---------- QUOTED PASSAGE

Stop Stalking Princess Sparkle!

Joanna2

 

If you are like me, you are trying to be a good person, to find your path in this world, and to find happiness. You might be doing a good job – really working towards your goals, feeling pretty good about yourself. And you know you shouldn’t do it, but Facebook is open on your computer, so just for a second you click on someone’s profile. But, not just anyone’s profile. You check in with Princess Sparkle*.

Princess Sparkle is the representation of that person or people who seem to have the perfect life. A life that is detailed on social media. A life you can’t help but click on and read about. And then you feel like shit. Her (or his!) good times are fabulous and make your life seem completely mediocre. Her bad times are thinly veiled reminders that she is in a completely different league than you are. You love to hate (because she’s a bitch!) and hate to love (because you’re a little jealous) Princess Sparkle.

--------------------

● **PROBLEM SET**
1) Reproduce the part of the Princess Sparkle post starting with "If you are like" and going on through "with Princess Sparkle*.".
2) List the things the Princess Sparkle post says you are trying to do.
3) In the Princess Sparkle post, what does Princess Sparkle represent?

---------- MATERIAL

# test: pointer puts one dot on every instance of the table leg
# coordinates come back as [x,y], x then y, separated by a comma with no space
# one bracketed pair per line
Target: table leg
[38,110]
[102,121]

--------------------

● **RESULTS OF THE TASKS**
1)
If you are like me, you are trying to be a good person, to find your path in this world, and to find happiness. You might be doing a good job – really working towards your goals, feeling pretty good about yourself. And you know you shouldn’t do it, but Facebook is open on your computer, so just for a second you click on someone’s profile. But, not just anyone’s profile. You check in with Princess Sparkle*.

2)
- Be a good person
- Find your path in this world
- Find happiness

3) Princess Sparkle represents the person or people who seem to have the perfect life.